### Task brief
Rewrite only the stretch of the data below from the line containing "Labeling round 2. The target category is green headscarf." through the line containing "[339,522,397,609]", both included, multiplying every box coordinate by 0.75 and rounding to whole numbers with halves rounded up. Leave all other text on those lines as it is.

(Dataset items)
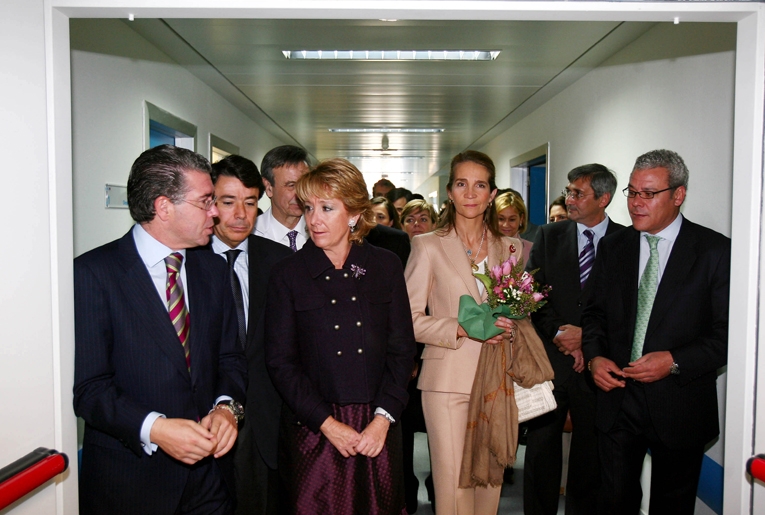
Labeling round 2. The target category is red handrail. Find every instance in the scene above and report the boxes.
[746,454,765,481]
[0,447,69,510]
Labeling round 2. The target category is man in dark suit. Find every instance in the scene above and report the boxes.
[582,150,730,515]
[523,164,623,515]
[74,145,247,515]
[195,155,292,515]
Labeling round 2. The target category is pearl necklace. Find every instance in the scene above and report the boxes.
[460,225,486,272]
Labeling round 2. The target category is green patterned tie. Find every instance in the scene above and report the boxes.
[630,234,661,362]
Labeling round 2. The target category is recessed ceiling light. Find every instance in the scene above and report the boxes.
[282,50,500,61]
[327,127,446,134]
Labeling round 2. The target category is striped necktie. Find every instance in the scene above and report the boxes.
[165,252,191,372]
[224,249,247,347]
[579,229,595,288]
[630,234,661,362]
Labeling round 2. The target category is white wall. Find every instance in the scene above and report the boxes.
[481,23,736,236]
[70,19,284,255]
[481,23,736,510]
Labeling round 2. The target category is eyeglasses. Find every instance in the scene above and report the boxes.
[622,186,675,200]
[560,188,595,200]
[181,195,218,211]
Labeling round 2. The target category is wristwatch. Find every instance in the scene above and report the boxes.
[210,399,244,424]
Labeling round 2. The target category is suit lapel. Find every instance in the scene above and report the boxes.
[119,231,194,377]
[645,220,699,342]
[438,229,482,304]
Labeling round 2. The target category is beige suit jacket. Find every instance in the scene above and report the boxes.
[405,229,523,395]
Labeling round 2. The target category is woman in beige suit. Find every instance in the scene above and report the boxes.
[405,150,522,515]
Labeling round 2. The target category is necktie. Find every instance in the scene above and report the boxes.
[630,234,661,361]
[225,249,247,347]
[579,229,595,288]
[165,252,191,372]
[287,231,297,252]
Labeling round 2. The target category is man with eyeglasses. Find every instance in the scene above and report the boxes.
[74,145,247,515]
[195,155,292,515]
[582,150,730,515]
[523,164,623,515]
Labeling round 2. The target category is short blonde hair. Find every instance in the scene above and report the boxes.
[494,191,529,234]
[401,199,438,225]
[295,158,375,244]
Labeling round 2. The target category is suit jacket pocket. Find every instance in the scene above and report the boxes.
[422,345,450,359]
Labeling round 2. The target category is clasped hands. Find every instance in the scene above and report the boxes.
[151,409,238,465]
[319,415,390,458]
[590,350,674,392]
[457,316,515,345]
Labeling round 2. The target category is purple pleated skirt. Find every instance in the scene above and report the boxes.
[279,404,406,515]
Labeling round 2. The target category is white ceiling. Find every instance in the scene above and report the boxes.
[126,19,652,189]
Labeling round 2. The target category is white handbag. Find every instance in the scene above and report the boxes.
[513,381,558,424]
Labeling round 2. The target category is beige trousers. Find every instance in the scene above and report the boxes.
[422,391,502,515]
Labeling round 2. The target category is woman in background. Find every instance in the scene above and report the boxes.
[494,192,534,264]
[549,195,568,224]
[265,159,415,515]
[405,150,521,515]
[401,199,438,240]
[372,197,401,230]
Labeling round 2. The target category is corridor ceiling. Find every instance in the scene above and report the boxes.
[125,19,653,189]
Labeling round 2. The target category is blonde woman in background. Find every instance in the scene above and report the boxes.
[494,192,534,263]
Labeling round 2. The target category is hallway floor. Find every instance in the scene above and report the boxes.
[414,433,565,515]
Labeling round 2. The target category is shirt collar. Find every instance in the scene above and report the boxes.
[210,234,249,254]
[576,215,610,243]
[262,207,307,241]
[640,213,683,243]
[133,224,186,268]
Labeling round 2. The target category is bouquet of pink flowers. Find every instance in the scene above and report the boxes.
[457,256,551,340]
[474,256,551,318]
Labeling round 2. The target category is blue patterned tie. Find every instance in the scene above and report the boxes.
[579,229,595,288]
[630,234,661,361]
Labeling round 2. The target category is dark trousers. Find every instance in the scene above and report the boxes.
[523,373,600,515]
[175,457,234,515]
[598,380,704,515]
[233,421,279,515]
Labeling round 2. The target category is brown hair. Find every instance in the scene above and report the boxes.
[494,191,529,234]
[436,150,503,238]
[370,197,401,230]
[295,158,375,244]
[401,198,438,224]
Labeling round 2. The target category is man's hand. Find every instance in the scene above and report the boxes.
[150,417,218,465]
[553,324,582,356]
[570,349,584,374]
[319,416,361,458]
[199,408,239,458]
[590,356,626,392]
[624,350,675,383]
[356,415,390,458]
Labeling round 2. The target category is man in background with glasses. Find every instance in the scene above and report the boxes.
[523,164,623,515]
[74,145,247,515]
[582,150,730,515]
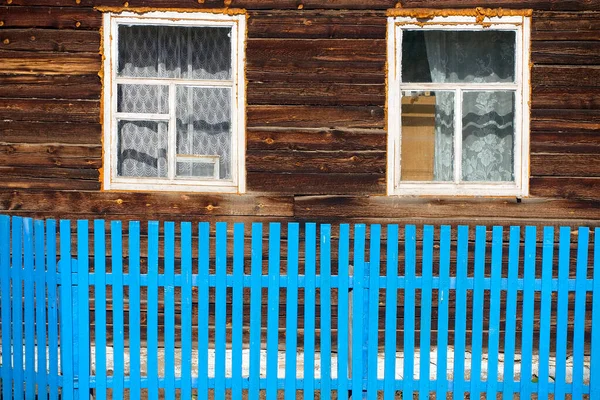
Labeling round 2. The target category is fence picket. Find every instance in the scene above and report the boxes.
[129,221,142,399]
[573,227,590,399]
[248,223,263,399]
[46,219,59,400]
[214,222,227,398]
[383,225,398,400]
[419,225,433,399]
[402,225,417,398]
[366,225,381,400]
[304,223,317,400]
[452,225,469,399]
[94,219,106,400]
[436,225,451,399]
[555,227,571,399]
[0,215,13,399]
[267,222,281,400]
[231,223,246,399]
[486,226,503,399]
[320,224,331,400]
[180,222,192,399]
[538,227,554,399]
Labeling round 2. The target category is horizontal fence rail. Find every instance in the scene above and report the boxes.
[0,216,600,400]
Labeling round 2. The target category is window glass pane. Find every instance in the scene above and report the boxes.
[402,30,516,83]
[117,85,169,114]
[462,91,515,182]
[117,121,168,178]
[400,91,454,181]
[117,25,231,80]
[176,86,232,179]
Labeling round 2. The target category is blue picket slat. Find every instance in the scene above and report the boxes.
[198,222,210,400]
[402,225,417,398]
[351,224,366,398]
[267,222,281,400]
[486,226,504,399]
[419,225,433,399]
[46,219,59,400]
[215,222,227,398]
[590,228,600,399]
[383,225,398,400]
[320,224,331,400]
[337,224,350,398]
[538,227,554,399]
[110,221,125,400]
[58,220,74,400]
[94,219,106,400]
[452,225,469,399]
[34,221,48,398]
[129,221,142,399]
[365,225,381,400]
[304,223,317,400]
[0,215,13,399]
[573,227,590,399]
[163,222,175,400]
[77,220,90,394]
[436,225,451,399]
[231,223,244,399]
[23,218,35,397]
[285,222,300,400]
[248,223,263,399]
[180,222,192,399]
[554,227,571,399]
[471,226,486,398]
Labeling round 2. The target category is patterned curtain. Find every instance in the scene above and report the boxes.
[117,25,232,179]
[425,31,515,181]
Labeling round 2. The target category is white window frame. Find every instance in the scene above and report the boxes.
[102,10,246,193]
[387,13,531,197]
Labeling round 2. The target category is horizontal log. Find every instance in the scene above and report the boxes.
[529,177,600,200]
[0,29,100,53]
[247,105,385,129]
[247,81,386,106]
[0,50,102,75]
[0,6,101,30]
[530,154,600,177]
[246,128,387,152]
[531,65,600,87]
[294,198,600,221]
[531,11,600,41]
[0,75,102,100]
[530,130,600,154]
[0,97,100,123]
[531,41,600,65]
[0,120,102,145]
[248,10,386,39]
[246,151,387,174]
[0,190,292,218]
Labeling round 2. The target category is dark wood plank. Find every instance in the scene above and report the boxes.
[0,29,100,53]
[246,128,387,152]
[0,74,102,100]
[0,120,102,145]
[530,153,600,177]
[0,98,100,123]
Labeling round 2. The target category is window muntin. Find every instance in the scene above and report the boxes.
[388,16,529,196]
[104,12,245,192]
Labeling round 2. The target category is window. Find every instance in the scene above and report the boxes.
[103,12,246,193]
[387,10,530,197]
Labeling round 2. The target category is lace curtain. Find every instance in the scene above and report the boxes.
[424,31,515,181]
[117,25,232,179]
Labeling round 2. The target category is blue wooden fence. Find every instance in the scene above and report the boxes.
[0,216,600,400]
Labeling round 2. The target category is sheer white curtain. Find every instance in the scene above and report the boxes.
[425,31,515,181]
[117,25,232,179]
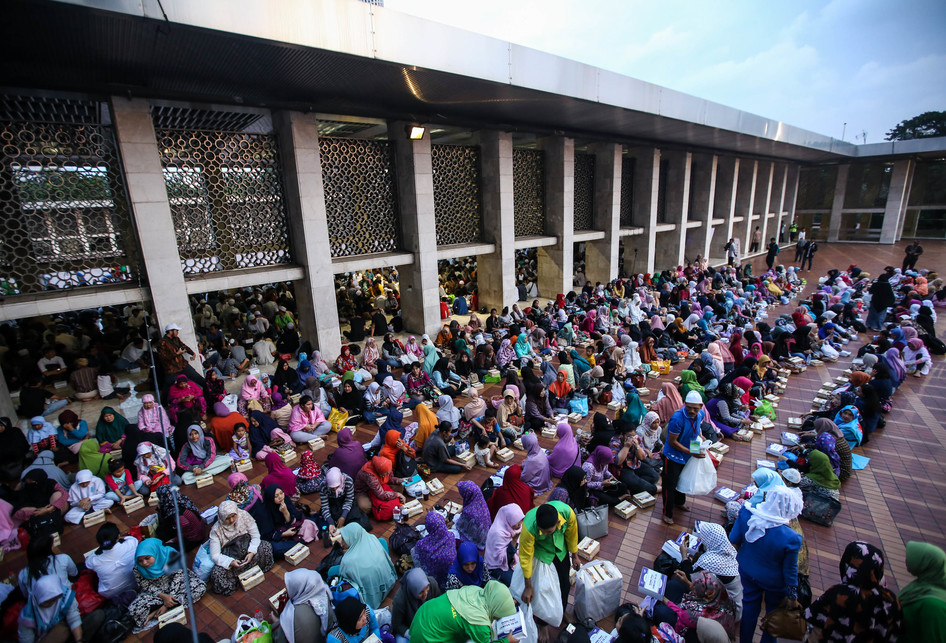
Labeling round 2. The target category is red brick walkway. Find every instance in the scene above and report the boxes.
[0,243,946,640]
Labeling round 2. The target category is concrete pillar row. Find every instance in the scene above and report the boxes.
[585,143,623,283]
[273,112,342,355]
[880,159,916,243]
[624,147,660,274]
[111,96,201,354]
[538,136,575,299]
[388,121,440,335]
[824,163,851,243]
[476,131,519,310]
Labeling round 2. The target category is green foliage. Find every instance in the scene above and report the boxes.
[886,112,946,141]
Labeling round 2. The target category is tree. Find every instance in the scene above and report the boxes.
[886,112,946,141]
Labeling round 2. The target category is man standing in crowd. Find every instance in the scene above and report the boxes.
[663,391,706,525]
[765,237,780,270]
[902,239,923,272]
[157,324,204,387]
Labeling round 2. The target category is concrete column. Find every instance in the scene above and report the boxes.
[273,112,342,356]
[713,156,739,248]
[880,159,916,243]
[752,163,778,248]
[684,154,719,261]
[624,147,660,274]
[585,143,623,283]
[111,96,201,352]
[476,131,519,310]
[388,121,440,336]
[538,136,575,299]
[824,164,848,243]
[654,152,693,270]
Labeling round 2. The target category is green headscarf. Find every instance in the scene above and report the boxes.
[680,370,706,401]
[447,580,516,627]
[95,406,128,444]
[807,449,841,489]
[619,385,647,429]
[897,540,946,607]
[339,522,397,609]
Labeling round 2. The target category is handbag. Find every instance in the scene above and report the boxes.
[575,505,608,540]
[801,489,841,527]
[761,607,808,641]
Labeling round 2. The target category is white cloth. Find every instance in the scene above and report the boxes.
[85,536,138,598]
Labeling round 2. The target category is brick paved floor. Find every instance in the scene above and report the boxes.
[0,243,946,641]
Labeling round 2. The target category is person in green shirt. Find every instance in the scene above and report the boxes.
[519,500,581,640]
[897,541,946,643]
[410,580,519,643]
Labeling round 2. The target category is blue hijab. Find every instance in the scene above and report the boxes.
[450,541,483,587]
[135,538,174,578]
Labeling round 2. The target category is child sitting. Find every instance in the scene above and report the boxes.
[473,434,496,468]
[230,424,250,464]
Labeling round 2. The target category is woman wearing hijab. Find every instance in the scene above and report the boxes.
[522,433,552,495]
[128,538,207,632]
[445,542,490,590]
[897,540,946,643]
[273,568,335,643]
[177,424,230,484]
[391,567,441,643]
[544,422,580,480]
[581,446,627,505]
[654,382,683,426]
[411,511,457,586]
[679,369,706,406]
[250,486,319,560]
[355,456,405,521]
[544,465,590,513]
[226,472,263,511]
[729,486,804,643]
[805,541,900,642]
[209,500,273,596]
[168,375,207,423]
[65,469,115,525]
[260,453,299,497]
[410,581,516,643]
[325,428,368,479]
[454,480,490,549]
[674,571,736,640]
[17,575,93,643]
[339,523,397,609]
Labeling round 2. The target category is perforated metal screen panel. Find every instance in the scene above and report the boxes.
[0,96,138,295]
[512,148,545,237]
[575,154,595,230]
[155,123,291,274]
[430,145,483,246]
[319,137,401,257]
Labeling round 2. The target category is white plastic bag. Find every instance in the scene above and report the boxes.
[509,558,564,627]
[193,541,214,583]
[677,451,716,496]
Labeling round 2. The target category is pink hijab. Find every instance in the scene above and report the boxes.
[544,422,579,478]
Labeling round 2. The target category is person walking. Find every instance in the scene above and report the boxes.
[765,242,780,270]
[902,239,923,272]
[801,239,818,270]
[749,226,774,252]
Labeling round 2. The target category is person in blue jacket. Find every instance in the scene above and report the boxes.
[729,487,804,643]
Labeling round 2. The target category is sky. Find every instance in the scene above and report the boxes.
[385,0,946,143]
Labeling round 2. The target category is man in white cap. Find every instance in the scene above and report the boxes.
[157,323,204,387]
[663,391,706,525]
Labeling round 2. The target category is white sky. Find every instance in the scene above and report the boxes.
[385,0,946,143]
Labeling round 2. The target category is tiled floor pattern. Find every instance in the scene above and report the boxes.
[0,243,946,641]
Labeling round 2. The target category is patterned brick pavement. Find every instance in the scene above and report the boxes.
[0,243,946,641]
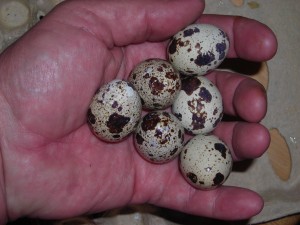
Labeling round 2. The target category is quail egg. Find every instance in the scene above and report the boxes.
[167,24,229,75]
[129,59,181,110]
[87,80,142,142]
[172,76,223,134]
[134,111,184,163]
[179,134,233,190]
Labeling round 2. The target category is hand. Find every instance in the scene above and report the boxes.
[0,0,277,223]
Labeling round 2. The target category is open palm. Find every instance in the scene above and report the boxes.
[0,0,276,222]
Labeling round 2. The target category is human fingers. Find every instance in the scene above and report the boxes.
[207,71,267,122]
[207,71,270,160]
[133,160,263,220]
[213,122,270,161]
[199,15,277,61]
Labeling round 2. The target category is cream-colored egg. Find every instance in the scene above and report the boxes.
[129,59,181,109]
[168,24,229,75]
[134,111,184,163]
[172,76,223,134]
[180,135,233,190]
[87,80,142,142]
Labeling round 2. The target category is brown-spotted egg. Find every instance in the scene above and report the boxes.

### Finished answer
Labeling round 2. The target category is green headscarf. Find every instance in the scene above and report the boxes.
[510,278,530,301]
[335,435,387,470]
[71,305,96,333]
[605,337,631,367]
[464,289,485,322]
[673,405,710,455]
[254,392,298,457]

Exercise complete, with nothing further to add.